Can you render every line of the listing below as a Markdown table with the columns "Row" and "Line," numbering the lines and skipping blank ones? Leave the pictures out of the table.

|---|

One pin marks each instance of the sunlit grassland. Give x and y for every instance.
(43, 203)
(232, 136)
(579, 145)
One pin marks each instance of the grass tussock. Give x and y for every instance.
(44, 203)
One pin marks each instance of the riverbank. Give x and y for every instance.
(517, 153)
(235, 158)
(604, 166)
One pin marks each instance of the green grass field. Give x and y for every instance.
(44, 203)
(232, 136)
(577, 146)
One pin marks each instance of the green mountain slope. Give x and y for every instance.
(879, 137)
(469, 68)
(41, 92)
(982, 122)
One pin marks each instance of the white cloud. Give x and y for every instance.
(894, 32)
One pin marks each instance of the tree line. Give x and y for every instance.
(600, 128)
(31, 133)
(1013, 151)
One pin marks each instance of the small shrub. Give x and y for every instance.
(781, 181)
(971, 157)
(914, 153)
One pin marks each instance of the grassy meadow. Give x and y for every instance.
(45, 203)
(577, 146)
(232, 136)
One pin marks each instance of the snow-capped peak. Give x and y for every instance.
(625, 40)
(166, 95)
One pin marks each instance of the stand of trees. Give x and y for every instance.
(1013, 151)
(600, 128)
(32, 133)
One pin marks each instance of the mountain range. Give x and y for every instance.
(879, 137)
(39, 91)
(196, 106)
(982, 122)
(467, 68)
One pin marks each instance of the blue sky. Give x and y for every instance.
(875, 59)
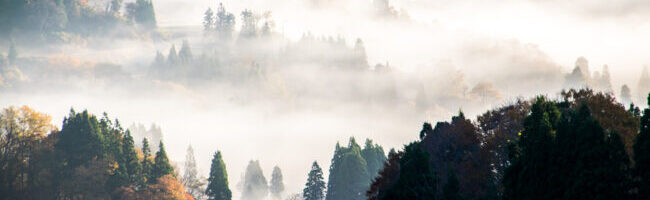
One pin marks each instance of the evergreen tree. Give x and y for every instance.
(451, 190)
(255, 186)
(218, 181)
(531, 164)
(348, 177)
(407, 175)
(185, 54)
(161, 165)
(208, 21)
(147, 164)
(642, 154)
(315, 186)
(190, 178)
(277, 186)
(374, 156)
(172, 58)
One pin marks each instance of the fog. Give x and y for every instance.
(286, 99)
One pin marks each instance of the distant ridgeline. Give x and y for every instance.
(61, 20)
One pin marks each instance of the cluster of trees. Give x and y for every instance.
(583, 146)
(221, 24)
(57, 17)
(89, 158)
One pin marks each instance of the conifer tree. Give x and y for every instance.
(147, 164)
(255, 185)
(161, 165)
(642, 154)
(451, 188)
(130, 156)
(218, 181)
(348, 177)
(277, 186)
(315, 186)
(190, 178)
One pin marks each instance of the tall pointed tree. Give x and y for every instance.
(315, 186)
(147, 164)
(190, 178)
(161, 165)
(255, 186)
(642, 154)
(218, 181)
(277, 186)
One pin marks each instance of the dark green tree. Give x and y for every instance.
(218, 181)
(161, 165)
(315, 186)
(147, 164)
(375, 157)
(13, 53)
(277, 186)
(406, 175)
(642, 154)
(348, 177)
(451, 189)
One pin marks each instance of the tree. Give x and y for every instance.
(407, 175)
(451, 190)
(277, 186)
(22, 131)
(528, 175)
(147, 164)
(626, 95)
(315, 186)
(218, 181)
(172, 58)
(208, 21)
(642, 154)
(374, 156)
(255, 186)
(224, 23)
(131, 161)
(348, 177)
(190, 179)
(161, 165)
(185, 54)
(249, 24)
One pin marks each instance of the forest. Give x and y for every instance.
(324, 100)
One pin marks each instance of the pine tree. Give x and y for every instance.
(315, 186)
(451, 189)
(185, 54)
(642, 154)
(147, 164)
(277, 186)
(172, 58)
(130, 156)
(374, 156)
(348, 174)
(218, 181)
(190, 178)
(208, 21)
(161, 165)
(255, 186)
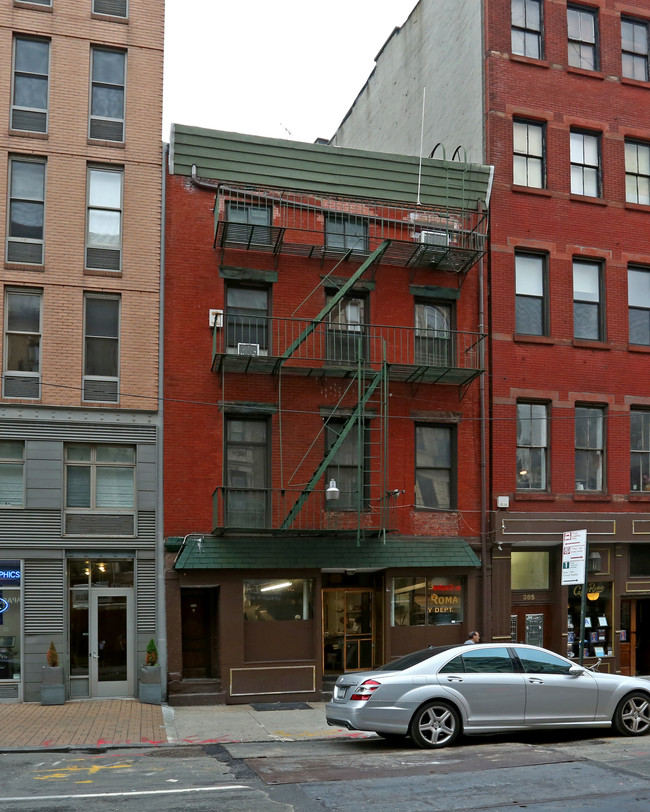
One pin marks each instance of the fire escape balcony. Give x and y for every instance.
(261, 344)
(263, 511)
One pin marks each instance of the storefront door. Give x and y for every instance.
(347, 629)
(110, 645)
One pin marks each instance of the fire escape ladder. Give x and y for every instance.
(353, 419)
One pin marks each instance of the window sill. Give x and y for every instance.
(592, 74)
(596, 201)
(591, 497)
(530, 60)
(588, 344)
(526, 339)
(531, 190)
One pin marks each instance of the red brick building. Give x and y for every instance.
(555, 96)
(323, 351)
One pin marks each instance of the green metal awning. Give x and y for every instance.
(215, 552)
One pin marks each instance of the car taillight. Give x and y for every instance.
(366, 689)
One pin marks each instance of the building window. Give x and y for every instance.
(530, 295)
(638, 297)
(433, 334)
(279, 599)
(247, 320)
(434, 467)
(532, 446)
(112, 8)
(637, 173)
(634, 47)
(585, 164)
(12, 473)
(582, 26)
(346, 232)
(26, 211)
(248, 224)
(346, 334)
(639, 450)
(30, 87)
(590, 448)
(101, 348)
(421, 601)
(100, 477)
(587, 310)
(108, 80)
(247, 473)
(104, 219)
(528, 154)
(350, 466)
(22, 352)
(526, 31)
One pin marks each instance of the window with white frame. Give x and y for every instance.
(12, 473)
(104, 218)
(530, 294)
(582, 24)
(100, 477)
(634, 49)
(435, 467)
(638, 297)
(30, 87)
(25, 229)
(22, 350)
(589, 448)
(585, 164)
(107, 91)
(526, 28)
(640, 450)
(112, 8)
(637, 172)
(587, 300)
(101, 348)
(532, 446)
(528, 154)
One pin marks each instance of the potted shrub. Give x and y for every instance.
(52, 684)
(150, 691)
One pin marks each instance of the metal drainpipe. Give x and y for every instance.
(161, 611)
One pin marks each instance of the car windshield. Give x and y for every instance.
(413, 659)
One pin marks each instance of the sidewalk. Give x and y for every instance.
(111, 723)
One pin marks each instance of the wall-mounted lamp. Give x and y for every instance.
(332, 492)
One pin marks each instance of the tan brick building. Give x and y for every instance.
(80, 215)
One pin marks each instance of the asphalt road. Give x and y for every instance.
(549, 772)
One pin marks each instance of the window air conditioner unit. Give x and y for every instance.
(248, 349)
(434, 237)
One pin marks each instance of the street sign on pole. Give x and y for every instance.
(574, 557)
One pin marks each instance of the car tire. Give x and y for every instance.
(632, 716)
(434, 725)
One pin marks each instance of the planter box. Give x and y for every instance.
(52, 686)
(150, 689)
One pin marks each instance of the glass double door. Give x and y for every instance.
(347, 630)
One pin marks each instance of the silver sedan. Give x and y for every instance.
(435, 694)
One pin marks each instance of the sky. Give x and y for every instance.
(284, 69)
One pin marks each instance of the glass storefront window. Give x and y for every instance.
(10, 611)
(598, 620)
(529, 570)
(279, 599)
(421, 601)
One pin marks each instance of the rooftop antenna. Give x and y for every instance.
(424, 97)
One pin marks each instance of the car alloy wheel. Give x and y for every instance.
(436, 724)
(632, 717)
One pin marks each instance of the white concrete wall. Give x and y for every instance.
(440, 48)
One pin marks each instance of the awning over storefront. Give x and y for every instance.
(212, 552)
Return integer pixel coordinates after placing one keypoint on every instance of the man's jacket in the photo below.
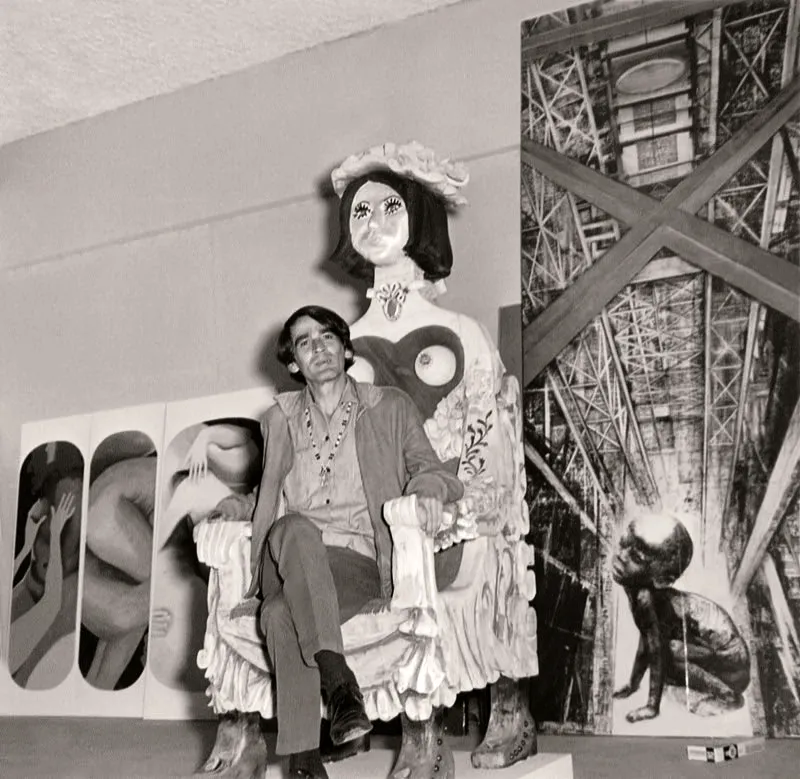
(394, 456)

|---|

▸ **The answer**
| Row | Line |
|---|---|
| 1 | One pin marks each instance of the sunlit grassland. Give x and y for every instance. |
| 2 | (43, 203) |
| 3 | (232, 136) |
| 4 | (579, 145) |
| 5 | One pin marks each instance of the grass tussock. Give x and y for every instance. |
| 6 | (44, 203) |
| 7 | One pin marks each instance of the riverbank. Give x and y for every instance. |
| 8 | (517, 153) |
| 9 | (235, 158) |
| 10 | (604, 166) |
| 11 | One pin marks each instance of the green grass field. Give x and y for every instance. |
| 12 | (44, 203) |
| 13 | (232, 136) |
| 14 | (577, 146) |
| 15 | One pin marks each instance of the green mountain slope. Give x and y for every instance. |
| 16 | (879, 137) |
| 17 | (469, 68) |
| 18 | (41, 92) |
| 19 | (982, 122) |
| 20 | One pin marks each instance of the white cloud. Give x and y for every instance. |
| 21 | (894, 32) |
| 22 | One pin marks each instance of the tree line. Give x and y for every instance. |
| 23 | (600, 128) |
| 24 | (31, 133) |
| 25 | (1013, 151) |
| 26 | One pin marks each instance of the small shrub. Give x and y for every instance. |
| 27 | (781, 181) |
| 28 | (971, 157) |
| 29 | (914, 153) |
| 30 | One pin marks each instance of the grassy meadow. Give x and y for every instance. |
| 31 | (45, 203) |
| 32 | (577, 146) |
| 33 | (232, 136) |
| 34 | One pin marks each instance of the snow-capped peak. Give x and y for every instance. |
| 35 | (625, 40) |
| 36 | (166, 95) |
| 37 | One pin marks each instance of the stand of trees. Give x and y for every instance. |
| 38 | (1013, 151) |
| 39 | (600, 128) |
| 40 | (32, 133) |
| 41 | One pin marks each instance of the mountain range. Give x and y for every instance. |
| 42 | (879, 137) |
| 43 | (39, 91) |
| 44 | (196, 106) |
| 45 | (982, 122) |
| 46 | (467, 68) |
| 47 | One pin marks each instance of the blue sky. Give x and y for every instance. |
| 48 | (875, 59) |
| 49 | One pin marks each instance of the evergreen tree. Give x and y for every instance. |
| 50 | (451, 190) |
| 51 | (255, 186) |
| 52 | (218, 181) |
| 53 | (531, 164) |
| 54 | (348, 177) |
| 55 | (407, 175) |
| 56 | (185, 54) |
| 57 | (161, 165) |
| 58 | (208, 21) |
| 59 | (147, 164) |
| 60 | (642, 154) |
| 61 | (315, 186) |
| 62 | (190, 178) |
| 63 | (277, 186) |
| 64 | (374, 156) |
| 65 | (172, 58) |
| 66 | One pin marks each instance of the fog. Give x and y for every instance. |
| 67 | (286, 99) |
| 68 | One pin marks each instance of the distant ridgeline. Give x and y for every instance. |
| 69 | (61, 20) |
| 70 | One pin marks each instance of the cluster of trees. Give x and y for every instance. |
| 71 | (583, 146) |
| 72 | (221, 24) |
| 73 | (57, 17) |
| 74 | (89, 158) |
| 75 | One pin marks each instance of the conifer tree. Give x and y for every instance. |
| 76 | (147, 164) |
| 77 | (255, 185) |
| 78 | (161, 165) |
| 79 | (642, 154) |
| 80 | (451, 188) |
| 81 | (130, 156) |
| 82 | (218, 181) |
| 83 | (348, 177) |
| 84 | (277, 186) |
| 85 | (315, 186) |
| 86 | (190, 178) |
| 87 | One pin marks each instance of the tall pointed tree. Give x and y for every instance. |
| 88 | (315, 186) |
| 89 | (147, 164) |
| 90 | (190, 178) |
| 91 | (161, 165) |
| 92 | (255, 186) |
| 93 | (642, 154) |
| 94 | (218, 181) |
| 95 | (277, 186) |
| 96 | One pin marks each instance of the dark green tree. Give x and y for every instance. |
| 97 | (218, 181) |
| 98 | (161, 165) |
| 99 | (315, 186) |
| 100 | (147, 164) |
| 101 | (375, 157) |
| 102 | (13, 53) |
| 103 | (277, 186) |
| 104 | (406, 175) |
| 105 | (642, 154) |
| 106 | (348, 177) |
| 107 | (451, 189) |
| 108 | One pin marks each instance of the tree. Give x and y for every instance. |
| 109 | (407, 175) |
| 110 | (451, 190) |
| 111 | (277, 186) |
| 112 | (22, 131) |
| 113 | (528, 175) |
| 114 | (147, 164) |
| 115 | (626, 95) |
| 116 | (315, 186) |
| 117 | (218, 181) |
| 118 | (172, 58) |
| 119 | (208, 21) |
| 120 | (642, 154) |
| 121 | (374, 156) |
| 122 | (255, 186) |
| 123 | (224, 23) |
| 124 | (131, 161) |
| 125 | (348, 177) |
| 126 | (190, 179) |
| 127 | (161, 165) |
| 128 | (185, 54) |
| 129 | (249, 24) |
| 130 | One pin marks each instance of the forest. Give x and y for every instance. |
| 131 | (324, 100) |
| 132 | One pin marks each instance of the pine tree. Give x and y for every instance. |
| 133 | (315, 186) |
| 134 | (451, 189) |
| 135 | (185, 54) |
| 136 | (642, 154) |
| 137 | (147, 164) |
| 138 | (277, 186) |
| 139 | (172, 58) |
| 140 | (130, 156) |
| 141 | (374, 156) |
| 142 | (348, 174) |
| 143 | (218, 181) |
| 144 | (190, 178) |
| 145 | (208, 21) |
| 146 | (161, 165) |
| 147 | (255, 186) |
| 148 | One pin marks each instance of the fire escape balcony. Give x and y for every instance. |
| 149 | (261, 344) |
| 150 | (263, 511) |
| 151 | One pin marks each instance of the storefront door. Give x and y for every instance. |
| 152 | (347, 629) |
| 153 | (110, 645) |
| 154 | One pin marks each instance of the fire escape ladder. Give x and y for every instance. |
| 155 | (353, 419) |
| 156 | One pin marks each instance of the window sill. Give x and y for every instance. |
| 157 | (592, 74) |
| 158 | (596, 201) |
| 159 | (591, 497) |
| 160 | (530, 60) |
| 161 | (588, 344) |
| 162 | (526, 339) |
| 163 | (531, 190) |
| 164 | One pin marks each instance of the red brick building. Give x and y for every instance. |
| 165 | (555, 96) |
| 166 | (323, 351) |
| 167 | One pin marks each instance of the green metal awning. Give x and y for every instance. |
| 168 | (215, 552) |
| 169 | One pin marks each instance of the car taillight. Give x and y for every instance. |
| 170 | (366, 689) |
| 171 | One pin marks each instance of the building window. Give x and y for every instance. |
| 172 | (530, 295) |
| 173 | (638, 297) |
| 174 | (433, 334) |
| 175 | (279, 599) |
| 176 | (247, 320) |
| 177 | (434, 467) |
| 178 | (532, 446) |
| 179 | (112, 8) |
| 180 | (637, 173) |
| 181 | (634, 47) |
| 182 | (585, 164) |
| 183 | (12, 473) |
| 184 | (582, 26) |
| 185 | (346, 232) |
| 186 | (26, 211) |
| 187 | (248, 224) |
| 188 | (346, 334) |
| 189 | (639, 450) |
| 190 | (30, 87) |
| 191 | (590, 448) |
| 192 | (101, 348) |
| 193 | (421, 601) |
| 194 | (100, 477) |
| 195 | (587, 310) |
| 196 | (108, 80) |
| 197 | (247, 473) |
| 198 | (104, 219) |
| 199 | (528, 154) |
| 200 | (350, 466) |
| 201 | (22, 352) |
| 202 | (526, 31) |
| 203 | One pin marks each instance of the window with white frame. Give x and y for every instance. |
| 204 | (12, 473) |
| 205 | (104, 218) |
| 206 | (530, 294) |
| 207 | (582, 24) |
| 208 | (100, 477) |
| 209 | (634, 49) |
| 210 | (435, 467) |
| 211 | (638, 297) |
| 212 | (30, 87) |
| 213 | (25, 229) |
| 214 | (22, 350) |
| 215 | (589, 448) |
| 216 | (585, 164) |
| 217 | (107, 91) |
| 218 | (526, 28) |
| 219 | (640, 450) |
| 220 | (112, 8) |
| 221 | (637, 172) |
| 222 | (587, 300) |
| 223 | (101, 348) |
| 224 | (532, 446) |
| 225 | (528, 154) |
| 226 | One pin marks each instance of the potted shrub. Give x and y for every instance. |
| 227 | (52, 684) |
| 228 | (150, 691) |
| 229 | One pin marks each instance of the metal drainpipe. Give x and y for every instance. |
| 230 | (161, 611) |
| 231 | One pin marks each instance of the car windshield. Give x and y for every instance. |
| 232 | (413, 659) |
| 233 | One pin marks each instance of the sidewalk. Give x and y for every instance. |
| 234 | (111, 723) |
| 235 | One pin marks each instance of the wall-mounted lamp. Give x and y for every instance. |
| 236 | (332, 492) |
| 237 | One pin marks each instance of the tan brick building. Give x and y for every instance. |
| 238 | (80, 215) |
| 239 | One pin marks each instance of the asphalt road. Give x and y for every instance. |
| 240 | (549, 772) |
| 241 | One pin marks each instance of the window air conditioner unit. Give x and y for every instance. |
| 242 | (248, 349) |
| 243 | (434, 237) |
| 244 | One pin marks each instance of the street sign on pole. Give x and y for every instance. |
| 245 | (574, 557) |
| 246 | One pin marks each instance of the car tire. Give x and y for every instance. |
| 247 | (632, 716) |
| 248 | (434, 725) |
| 249 | One pin marks each instance of the planter box. Give x and y for every instance. |
| 250 | (52, 686) |
| 251 | (150, 689) |
| 252 | One pin marks each instance of the glass double door. Give x and y for every instance. |
| 253 | (347, 630) |
| 254 | One pin marks each instance of the silver sedan. Give x and y for every instance. |
| 255 | (435, 694) |
| 256 | One pin marks each instance of the sky. Give x and y for every instance. |
| 257 | (284, 69) |
| 258 | One pin marks each instance of the glass storefront window. Give x and y for every instance. |
| 259 | (10, 611) |
| 260 | (598, 620) |
| 261 | (529, 570) |
| 262 | (279, 599) |
| 263 | (421, 601) |
| 264 | One pin marks each instance of the rooftop antenna. Give x and y for every instance. |
| 265 | (424, 97) |
| 266 | One pin marks each instance of the car alloy wheel. Give x and y for every instance. |
| 267 | (436, 724) |
| 268 | (632, 717) |
| 269 | One pin marks each instance of the white concrete wall. Give x and y for every instance. |
| 270 | (440, 48) |
| 271 | One pin marks each instance of the awning over storefront. Give x and y for every instance. |
| 272 | (212, 552) |
| 273 | Return integer pixel coordinates after placing one keypoint on every instance of the man's jacket in the photo below. |
| 274 | (394, 456) |